_DIRECTIONS_
Retype every entry in its entirety, without alteration.

_INFORMATION PROVIDED_

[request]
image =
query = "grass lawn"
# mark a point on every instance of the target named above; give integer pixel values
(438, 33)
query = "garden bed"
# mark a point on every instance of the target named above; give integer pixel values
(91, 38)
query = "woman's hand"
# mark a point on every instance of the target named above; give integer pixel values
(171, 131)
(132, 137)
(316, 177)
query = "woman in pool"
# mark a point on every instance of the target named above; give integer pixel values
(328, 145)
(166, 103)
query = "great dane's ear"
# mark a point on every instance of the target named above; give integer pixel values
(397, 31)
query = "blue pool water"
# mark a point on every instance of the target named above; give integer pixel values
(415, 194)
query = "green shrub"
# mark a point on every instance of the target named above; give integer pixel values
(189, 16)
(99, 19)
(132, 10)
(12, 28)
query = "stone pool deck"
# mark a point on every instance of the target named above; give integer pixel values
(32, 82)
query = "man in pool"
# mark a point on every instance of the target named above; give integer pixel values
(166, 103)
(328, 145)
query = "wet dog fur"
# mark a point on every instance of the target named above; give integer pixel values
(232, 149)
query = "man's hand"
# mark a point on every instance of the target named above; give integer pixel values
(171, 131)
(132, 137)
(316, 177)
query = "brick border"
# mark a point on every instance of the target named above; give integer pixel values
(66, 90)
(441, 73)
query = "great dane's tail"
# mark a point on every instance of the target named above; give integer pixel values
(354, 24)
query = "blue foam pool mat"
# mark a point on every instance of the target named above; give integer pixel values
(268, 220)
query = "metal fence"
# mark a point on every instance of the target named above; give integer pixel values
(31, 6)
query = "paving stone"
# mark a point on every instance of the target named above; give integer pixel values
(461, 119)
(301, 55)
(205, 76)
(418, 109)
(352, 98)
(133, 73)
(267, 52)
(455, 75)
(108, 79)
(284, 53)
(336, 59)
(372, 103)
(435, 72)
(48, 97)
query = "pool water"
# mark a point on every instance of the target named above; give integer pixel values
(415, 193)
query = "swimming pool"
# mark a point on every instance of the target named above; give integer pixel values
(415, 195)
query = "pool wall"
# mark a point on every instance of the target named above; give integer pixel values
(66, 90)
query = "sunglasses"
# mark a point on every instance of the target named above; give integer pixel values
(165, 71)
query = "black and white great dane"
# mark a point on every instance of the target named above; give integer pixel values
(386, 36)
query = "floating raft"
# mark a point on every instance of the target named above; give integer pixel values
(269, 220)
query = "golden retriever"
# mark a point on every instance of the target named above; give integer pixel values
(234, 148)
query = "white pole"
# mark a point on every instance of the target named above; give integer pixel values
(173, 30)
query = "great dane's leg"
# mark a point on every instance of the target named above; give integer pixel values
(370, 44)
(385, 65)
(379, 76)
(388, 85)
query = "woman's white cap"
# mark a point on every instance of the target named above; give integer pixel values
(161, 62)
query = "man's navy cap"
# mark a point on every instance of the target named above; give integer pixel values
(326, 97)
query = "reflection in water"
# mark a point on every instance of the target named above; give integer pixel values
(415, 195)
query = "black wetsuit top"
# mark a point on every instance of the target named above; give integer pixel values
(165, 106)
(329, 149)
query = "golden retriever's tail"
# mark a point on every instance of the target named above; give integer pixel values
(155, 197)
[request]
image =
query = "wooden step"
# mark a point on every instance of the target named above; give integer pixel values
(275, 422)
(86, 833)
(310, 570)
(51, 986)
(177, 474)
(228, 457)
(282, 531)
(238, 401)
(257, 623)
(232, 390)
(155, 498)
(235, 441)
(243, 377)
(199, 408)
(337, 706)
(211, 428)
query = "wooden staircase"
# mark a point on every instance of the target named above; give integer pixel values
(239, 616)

_EXERCISE OUTPUT_
[request]
image =
query = "grass lawn"
# mark a point on every instance of the target named above; give integer pixel values
(438, 33)
query = "garden bed"
# mark a point on every instance of the target named above; give integer pixel values
(91, 38)
query = "woman's hand"
# mark a point on every instance of the target named above; give integer pixel values
(171, 131)
(132, 137)
(316, 177)
query = "woman in pool"
# mark a point on every instance of the target named above; give integer pixel values
(328, 145)
(166, 103)
query = "great dane's ear"
# mark a point on every instance of the target named above; give integer pixel values
(397, 31)
query = "blue pool water"
# mark a point on every instance of the target named above; give integer pixel values
(415, 194)
query = "green shrub"
# mark a point on every instance of the target named above; give integer pixel values
(189, 16)
(99, 19)
(132, 10)
(12, 28)
query = "stone pool deck"
# mark a point on every instance of the target named above; give integer pixel values
(32, 82)
query = "man in pool"
# mark a point on every instance of the target named above; give integer pixel values
(166, 103)
(328, 145)
query = "wet dog fur"
# mark a point on every instance of the target named above; give integer pixel values
(232, 149)
query = "man's hand"
# mark a point on every instance of the target named above; give integer pixel values
(171, 131)
(132, 137)
(316, 177)
query = "brick border"
# mark a point on every instance of the target named above; give integer pixel values
(66, 90)
(441, 73)
query = "great dane's tail"
# mark a point on every instance of the target named above; give integer pixel values
(354, 24)
query = "blue foam pool mat"
# mark a point on every instance of the target named above; give integer pixel values
(268, 220)
query = "metal fence"
# mark a point on every instance of the target named above; give integer pixel values
(31, 6)
query = "paving stone"
# mark a point on every instance of the target named above; give integer pixel values
(461, 119)
(301, 55)
(205, 76)
(418, 109)
(352, 98)
(133, 73)
(267, 52)
(455, 75)
(108, 79)
(284, 53)
(336, 59)
(372, 103)
(435, 72)
(48, 97)
query = "pool water"
# mark a point on every instance of the target named above; give integer pixel values
(415, 193)
query = "swimming pool"
# mark a point on every instance of the target named above; give integer pixel values
(415, 195)
query = "pool wall"
# mark a point on every instance of the target named above; give integer pixel values
(66, 90)
query = "sunglasses"
# mark a point on every instance of the target named above; give integer pixel values
(165, 71)
query = "black and white great dane"
# mark a point on every instance of the target named above; give integer pixel values
(386, 36)
query = "floating raft"
# mark a point on every instance of the target named above; give integer pixel values
(269, 220)
query = "golden retriever"
# mark a point on every instance of the target named above; give integer pixel values
(234, 148)
query = "white pole"
# mark a point on every instance of the target named above; give integer pixel values
(173, 30)
query = "great dane's leg"
# mark a point on every instance of the target named above; give integer pixel values
(370, 44)
(385, 65)
(379, 76)
(388, 85)
query = "woman's white cap"
# mark a point on every instance of the target named above; give integer pixel values
(161, 62)
query = "man's navy cap"
# mark a point on every instance of the target named above; give integer pixel values
(326, 97)
query = "reflection in water"
# mark a point on every instance of the target named above; give integer pixel values
(415, 195)
query = "black wetsuit top"
# mark a point on every instance of the target named above; give integer pixel values
(165, 106)
(329, 149)
query = "golden retriever's tail"
# mark a point on every instance of the target named above; give integer pixel values
(155, 197)
[request]
image =
query = "wooden step"
# mark a point on every instance of the target named above; give integer pixel values
(275, 422)
(86, 833)
(310, 570)
(51, 986)
(177, 474)
(228, 457)
(282, 531)
(238, 401)
(257, 623)
(232, 390)
(155, 498)
(235, 441)
(243, 377)
(199, 408)
(337, 706)
(211, 428)
query = "wooden staircase"
# mark a point on every instance of the target named above; give integer pixel values
(239, 616)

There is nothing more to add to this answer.